# [REQUIRED ACTION]
Write out every record in full, exactly as written, please.

[Referring expression pointing data]
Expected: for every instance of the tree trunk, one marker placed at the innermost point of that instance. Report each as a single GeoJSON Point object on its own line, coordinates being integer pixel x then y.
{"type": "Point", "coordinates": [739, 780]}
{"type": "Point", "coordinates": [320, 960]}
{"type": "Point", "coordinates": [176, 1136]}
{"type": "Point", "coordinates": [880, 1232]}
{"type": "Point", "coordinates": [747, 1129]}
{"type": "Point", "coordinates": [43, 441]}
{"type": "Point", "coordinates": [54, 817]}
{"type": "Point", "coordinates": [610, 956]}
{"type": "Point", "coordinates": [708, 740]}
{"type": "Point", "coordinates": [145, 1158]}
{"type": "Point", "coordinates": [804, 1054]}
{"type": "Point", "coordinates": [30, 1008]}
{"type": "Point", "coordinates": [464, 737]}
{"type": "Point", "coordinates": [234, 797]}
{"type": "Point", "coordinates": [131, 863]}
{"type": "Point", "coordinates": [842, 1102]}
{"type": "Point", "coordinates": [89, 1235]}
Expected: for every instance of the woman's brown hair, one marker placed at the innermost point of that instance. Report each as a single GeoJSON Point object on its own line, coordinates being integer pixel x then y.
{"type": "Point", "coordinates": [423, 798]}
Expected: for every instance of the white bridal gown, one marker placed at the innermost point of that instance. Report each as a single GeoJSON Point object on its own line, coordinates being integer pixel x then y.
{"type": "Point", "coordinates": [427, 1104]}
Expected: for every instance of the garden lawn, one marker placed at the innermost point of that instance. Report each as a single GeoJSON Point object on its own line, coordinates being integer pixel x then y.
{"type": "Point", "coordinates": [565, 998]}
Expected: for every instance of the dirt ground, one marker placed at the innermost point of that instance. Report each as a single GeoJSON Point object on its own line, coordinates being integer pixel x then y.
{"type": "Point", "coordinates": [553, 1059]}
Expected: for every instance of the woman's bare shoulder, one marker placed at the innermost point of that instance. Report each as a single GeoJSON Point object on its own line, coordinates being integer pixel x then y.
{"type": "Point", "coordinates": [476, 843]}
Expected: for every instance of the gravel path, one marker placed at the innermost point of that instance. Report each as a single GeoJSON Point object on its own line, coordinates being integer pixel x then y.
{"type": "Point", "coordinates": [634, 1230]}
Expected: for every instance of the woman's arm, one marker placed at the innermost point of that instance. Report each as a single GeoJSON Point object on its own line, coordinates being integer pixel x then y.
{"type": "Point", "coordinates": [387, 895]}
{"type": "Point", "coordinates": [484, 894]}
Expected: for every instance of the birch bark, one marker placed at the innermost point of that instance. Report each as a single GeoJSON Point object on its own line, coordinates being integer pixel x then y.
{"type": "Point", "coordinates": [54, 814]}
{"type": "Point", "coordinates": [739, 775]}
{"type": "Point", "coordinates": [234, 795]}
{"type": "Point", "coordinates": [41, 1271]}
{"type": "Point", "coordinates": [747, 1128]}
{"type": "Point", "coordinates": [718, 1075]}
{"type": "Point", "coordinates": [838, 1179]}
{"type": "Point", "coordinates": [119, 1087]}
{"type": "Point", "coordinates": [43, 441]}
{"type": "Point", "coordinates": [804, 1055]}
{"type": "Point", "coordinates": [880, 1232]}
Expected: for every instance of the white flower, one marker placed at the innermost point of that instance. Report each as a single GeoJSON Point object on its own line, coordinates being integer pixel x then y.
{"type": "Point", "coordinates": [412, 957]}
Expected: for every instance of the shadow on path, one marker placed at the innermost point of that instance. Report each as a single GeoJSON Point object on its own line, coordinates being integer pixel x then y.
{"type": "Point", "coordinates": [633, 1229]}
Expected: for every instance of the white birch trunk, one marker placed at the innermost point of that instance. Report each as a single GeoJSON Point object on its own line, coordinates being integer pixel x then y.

# [RESULT FOR THIS TASK]
Expected: for every instance of the tree trunk, one marker placed at the innermost point of that instance. Report each as a single GeoJSON Point object on its own line, coordinates being integer pixel x then y.
{"type": "Point", "coordinates": [739, 780]}
{"type": "Point", "coordinates": [320, 960]}
{"type": "Point", "coordinates": [176, 1136]}
{"type": "Point", "coordinates": [880, 1232]}
{"type": "Point", "coordinates": [747, 1129]}
{"type": "Point", "coordinates": [43, 441]}
{"type": "Point", "coordinates": [54, 817]}
{"type": "Point", "coordinates": [610, 956]}
{"type": "Point", "coordinates": [708, 740]}
{"type": "Point", "coordinates": [145, 1158]}
{"type": "Point", "coordinates": [804, 1054]}
{"type": "Point", "coordinates": [30, 1008]}
{"type": "Point", "coordinates": [464, 737]}
{"type": "Point", "coordinates": [234, 797]}
{"type": "Point", "coordinates": [131, 863]}
{"type": "Point", "coordinates": [842, 1102]}
{"type": "Point", "coordinates": [89, 1235]}
Expected: for every instance of the woman's brown hair, one marker placed at the innermost point of that instance. Report each as a single GeoJSON Point object on its own line, coordinates being integer pixel x then y.
{"type": "Point", "coordinates": [423, 798]}
Expected: for every instance of the white bridal gown, one marker placed at the innermost point of that instance. Report each as a single GeoJSON Point object on its own line, coordinates being integer pixel x then y.
{"type": "Point", "coordinates": [427, 1104]}
Expected: for every instance of the garden lawn, one marker placed at the innermost point of that instance. Report each as a single GeoJSON Point object on its own line, coordinates being integer pixel x then y.
{"type": "Point", "coordinates": [565, 998]}
Expected: for every instance of the dirt ground, one marker placed at the innermost point of that instance. Report each as a single GeoJSON Point object on its own line, coordinates being integer pixel x then y.
{"type": "Point", "coordinates": [553, 1059]}
Expected: for every instance of the woman's bare shoulder, one marker placed at the innermost point of that instance. Report each as a single GeoJSON Point object on its own line, coordinates being integer pixel x then y.
{"type": "Point", "coordinates": [476, 843]}
Expected: for every instance of the gravel path, one marker placed at the innermost point of that instance. Report each as a single GeoJSON Point object on its own line, coordinates being integer pixel x then y.
{"type": "Point", "coordinates": [634, 1230]}
Expected: for every instance of the woman's arm, one marker placed at the innermost point of that instance. Report each as a single GeoJSON Point object on its own line, coordinates being integer pixel x then y.
{"type": "Point", "coordinates": [387, 895]}
{"type": "Point", "coordinates": [484, 894]}
Expected: for every instance of the birch bark, one marker placed at the innermost point of that instance. Report each as a single GeoJSON Point object on its own line, coordinates being integer pixel x then y.
{"type": "Point", "coordinates": [54, 814]}
{"type": "Point", "coordinates": [739, 775]}
{"type": "Point", "coordinates": [234, 795]}
{"type": "Point", "coordinates": [41, 1271]}
{"type": "Point", "coordinates": [747, 1128]}
{"type": "Point", "coordinates": [718, 1075]}
{"type": "Point", "coordinates": [838, 1179]}
{"type": "Point", "coordinates": [119, 1087]}
{"type": "Point", "coordinates": [43, 441]}
{"type": "Point", "coordinates": [804, 1055]}
{"type": "Point", "coordinates": [880, 1232]}
Expected: for every instance of the white flower, one marker placed at the innermost point of that instance. Report each as a single GeoJSON Point object on its own line, coordinates being integer pixel x then y.
{"type": "Point", "coordinates": [412, 957]}
Expected: for every instance of the shadow on path, one marker placed at the innermost point of that instance. Report each as a single GeoJSON Point object on its own line, coordinates being integer pixel x then y.
{"type": "Point", "coordinates": [633, 1229]}
Expected: for every instance of the white birch trunk, one marker placed at the innermost point of that instance. Report each as a single GeoJSON Point object on its own line, coordinates being integer pixel x then y.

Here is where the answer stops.